*Goal:* Your task is to write out exactly the lines from the line containing "Challenge: find the yellow" through the end of the records, inclusive at both ends.

*Dataset excerpts:*
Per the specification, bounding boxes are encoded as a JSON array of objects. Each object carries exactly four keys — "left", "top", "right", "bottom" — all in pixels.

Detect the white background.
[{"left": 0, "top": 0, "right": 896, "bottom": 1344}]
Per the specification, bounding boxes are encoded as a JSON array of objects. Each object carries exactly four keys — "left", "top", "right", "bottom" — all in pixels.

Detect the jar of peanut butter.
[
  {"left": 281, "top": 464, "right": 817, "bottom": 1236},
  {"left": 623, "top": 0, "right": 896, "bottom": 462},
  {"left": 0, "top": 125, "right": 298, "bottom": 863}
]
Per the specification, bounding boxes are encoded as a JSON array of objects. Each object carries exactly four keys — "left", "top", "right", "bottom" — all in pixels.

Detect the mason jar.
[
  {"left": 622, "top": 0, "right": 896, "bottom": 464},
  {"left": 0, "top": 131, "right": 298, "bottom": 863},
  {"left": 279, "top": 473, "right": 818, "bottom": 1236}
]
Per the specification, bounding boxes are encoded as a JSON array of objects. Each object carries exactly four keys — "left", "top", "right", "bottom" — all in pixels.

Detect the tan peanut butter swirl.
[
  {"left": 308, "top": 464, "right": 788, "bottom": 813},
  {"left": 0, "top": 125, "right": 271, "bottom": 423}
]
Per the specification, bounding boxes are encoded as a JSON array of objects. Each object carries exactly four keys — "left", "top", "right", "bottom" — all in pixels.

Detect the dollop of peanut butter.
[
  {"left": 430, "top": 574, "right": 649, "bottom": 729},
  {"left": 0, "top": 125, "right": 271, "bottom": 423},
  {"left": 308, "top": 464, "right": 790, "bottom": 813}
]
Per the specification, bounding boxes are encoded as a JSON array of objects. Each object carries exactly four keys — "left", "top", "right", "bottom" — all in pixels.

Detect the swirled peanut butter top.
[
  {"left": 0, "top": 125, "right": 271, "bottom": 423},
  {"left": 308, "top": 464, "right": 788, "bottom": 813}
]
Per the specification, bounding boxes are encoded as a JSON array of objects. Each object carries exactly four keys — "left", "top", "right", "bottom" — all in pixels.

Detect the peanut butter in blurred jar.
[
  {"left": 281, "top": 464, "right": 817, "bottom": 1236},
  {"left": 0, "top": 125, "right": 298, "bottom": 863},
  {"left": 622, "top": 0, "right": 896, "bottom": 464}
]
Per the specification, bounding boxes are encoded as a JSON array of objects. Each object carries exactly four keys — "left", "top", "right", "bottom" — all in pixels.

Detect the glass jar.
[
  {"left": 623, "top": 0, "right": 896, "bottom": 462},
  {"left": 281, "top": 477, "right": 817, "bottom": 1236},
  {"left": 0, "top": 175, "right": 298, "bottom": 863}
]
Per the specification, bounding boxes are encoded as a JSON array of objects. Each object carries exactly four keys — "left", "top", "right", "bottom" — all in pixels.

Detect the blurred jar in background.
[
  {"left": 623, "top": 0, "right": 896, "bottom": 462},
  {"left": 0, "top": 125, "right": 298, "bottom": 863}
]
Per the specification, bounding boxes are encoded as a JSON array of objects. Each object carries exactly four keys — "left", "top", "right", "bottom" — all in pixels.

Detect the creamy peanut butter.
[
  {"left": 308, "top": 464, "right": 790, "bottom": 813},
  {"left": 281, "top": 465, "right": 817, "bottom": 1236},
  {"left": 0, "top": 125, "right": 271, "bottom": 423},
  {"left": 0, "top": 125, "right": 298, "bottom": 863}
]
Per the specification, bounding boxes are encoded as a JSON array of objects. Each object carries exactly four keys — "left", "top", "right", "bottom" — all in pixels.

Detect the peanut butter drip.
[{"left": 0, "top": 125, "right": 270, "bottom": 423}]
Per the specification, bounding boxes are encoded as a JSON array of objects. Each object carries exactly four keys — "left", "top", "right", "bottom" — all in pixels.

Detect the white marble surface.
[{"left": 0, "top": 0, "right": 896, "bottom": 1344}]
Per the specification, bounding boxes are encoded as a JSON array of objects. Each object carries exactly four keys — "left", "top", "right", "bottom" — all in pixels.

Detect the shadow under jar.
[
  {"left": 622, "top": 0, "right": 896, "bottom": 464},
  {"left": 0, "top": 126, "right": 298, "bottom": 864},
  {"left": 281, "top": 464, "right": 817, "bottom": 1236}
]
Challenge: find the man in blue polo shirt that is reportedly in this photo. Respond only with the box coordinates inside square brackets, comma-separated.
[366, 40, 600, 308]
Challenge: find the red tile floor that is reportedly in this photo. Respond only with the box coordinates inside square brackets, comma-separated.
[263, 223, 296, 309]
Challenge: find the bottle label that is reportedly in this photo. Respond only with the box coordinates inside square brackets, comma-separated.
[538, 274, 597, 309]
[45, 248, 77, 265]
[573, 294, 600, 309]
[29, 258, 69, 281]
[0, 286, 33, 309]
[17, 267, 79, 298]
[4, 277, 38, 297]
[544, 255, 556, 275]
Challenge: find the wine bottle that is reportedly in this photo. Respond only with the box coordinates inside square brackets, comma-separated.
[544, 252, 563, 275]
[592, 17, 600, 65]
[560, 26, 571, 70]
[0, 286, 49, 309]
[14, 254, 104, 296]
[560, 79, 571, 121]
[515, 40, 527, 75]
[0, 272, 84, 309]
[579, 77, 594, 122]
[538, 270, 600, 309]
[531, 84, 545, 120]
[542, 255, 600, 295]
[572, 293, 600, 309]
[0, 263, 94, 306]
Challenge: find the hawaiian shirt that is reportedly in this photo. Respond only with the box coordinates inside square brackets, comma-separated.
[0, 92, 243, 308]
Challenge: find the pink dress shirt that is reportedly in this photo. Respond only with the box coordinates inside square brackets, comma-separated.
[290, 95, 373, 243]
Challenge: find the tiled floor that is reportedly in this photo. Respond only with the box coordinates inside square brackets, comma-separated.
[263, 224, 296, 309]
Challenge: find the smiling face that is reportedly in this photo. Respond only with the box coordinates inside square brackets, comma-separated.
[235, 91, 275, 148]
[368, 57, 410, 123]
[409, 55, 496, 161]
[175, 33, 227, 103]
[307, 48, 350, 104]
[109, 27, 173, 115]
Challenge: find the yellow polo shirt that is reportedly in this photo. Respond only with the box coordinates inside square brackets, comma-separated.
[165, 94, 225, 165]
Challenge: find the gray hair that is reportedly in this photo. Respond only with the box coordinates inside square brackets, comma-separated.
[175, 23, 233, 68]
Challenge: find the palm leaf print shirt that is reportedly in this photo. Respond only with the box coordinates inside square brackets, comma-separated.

*The reply:*
Challenge: find the yellow polo shirt that is reportedly in this photo. Respond only with the box coordinates inside square brackets, comma-separated.
[165, 94, 225, 165]
Challenge: find the gray hair that is reportedly in this photo. Respond only with the box coordinates inside square brackets, comma-separated.
[175, 23, 233, 68]
Challenge: find the palm leaf print shirt that is reportedly in this photo. Respond only with the box coordinates inside square brackets, comma-separated.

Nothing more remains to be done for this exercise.